Task instructions: Put the lines of the records below into a JSON list of strings, one string per line with blank lines left out. Begin at the first line of the records and stop after the line that contains "[[952, 759]]".

[Records from a point labeling set]

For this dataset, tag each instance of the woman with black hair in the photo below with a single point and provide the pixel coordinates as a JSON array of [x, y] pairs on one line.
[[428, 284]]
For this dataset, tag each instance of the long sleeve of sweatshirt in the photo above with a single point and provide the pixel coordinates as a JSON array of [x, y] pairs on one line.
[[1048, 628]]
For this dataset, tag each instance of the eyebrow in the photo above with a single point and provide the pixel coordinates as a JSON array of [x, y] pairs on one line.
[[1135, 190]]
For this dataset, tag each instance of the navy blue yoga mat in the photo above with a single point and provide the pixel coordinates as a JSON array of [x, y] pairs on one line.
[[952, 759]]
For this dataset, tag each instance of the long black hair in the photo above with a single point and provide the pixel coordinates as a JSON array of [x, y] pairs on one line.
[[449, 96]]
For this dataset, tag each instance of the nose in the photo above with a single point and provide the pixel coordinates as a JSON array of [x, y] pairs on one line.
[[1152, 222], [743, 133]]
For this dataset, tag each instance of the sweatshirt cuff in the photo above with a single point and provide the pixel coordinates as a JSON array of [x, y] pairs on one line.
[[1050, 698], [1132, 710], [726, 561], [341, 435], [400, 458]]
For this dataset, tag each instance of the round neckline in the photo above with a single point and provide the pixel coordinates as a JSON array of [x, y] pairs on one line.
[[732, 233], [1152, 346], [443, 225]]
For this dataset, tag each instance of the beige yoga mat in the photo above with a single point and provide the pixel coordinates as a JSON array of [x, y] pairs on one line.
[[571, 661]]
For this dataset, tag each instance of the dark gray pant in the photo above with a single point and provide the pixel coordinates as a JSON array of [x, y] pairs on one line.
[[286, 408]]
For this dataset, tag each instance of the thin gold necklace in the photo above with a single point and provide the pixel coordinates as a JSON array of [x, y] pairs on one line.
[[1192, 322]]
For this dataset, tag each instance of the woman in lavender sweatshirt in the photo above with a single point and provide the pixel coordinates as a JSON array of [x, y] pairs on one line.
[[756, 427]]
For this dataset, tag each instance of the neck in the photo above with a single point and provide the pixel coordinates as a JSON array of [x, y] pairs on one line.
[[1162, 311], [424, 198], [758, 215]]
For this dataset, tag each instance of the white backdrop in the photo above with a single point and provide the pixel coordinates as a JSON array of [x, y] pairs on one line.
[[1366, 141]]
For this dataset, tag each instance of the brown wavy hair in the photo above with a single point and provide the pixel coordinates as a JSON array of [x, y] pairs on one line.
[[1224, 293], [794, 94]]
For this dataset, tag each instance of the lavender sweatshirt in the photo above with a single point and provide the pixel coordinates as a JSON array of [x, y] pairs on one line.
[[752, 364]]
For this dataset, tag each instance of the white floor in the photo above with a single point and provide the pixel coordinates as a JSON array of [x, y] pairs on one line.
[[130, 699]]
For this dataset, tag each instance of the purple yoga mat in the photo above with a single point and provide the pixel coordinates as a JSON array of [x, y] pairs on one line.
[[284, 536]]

Written response:
[
  "For this dataset, tag each instance of the woman with black hair in the photo below with a single point and provide the pixel coordinates as a JSON array of [x, y] pairs on one line.",
  "[[428, 284]]",
  "For this dataset, tag each instance of the long sleeve of sweatshirt in the photo above with a single point and provide the pixel coordinates as a JSON array of [x, y] pairs on one line.",
  "[[1048, 628]]",
  "For this dataset, tag each instance of the eyebrow in the photo above with a single point and provide the pixel coordinates as a JSON array of [x, y] pairs on one line.",
  "[[1135, 190]]",
  "For this dataset, tag each instance of the navy blue yoga mat in the photo above with a single point and provide the pixel coordinates as a JSON array of [x, y] pairs on one line.",
  "[[952, 759]]"
]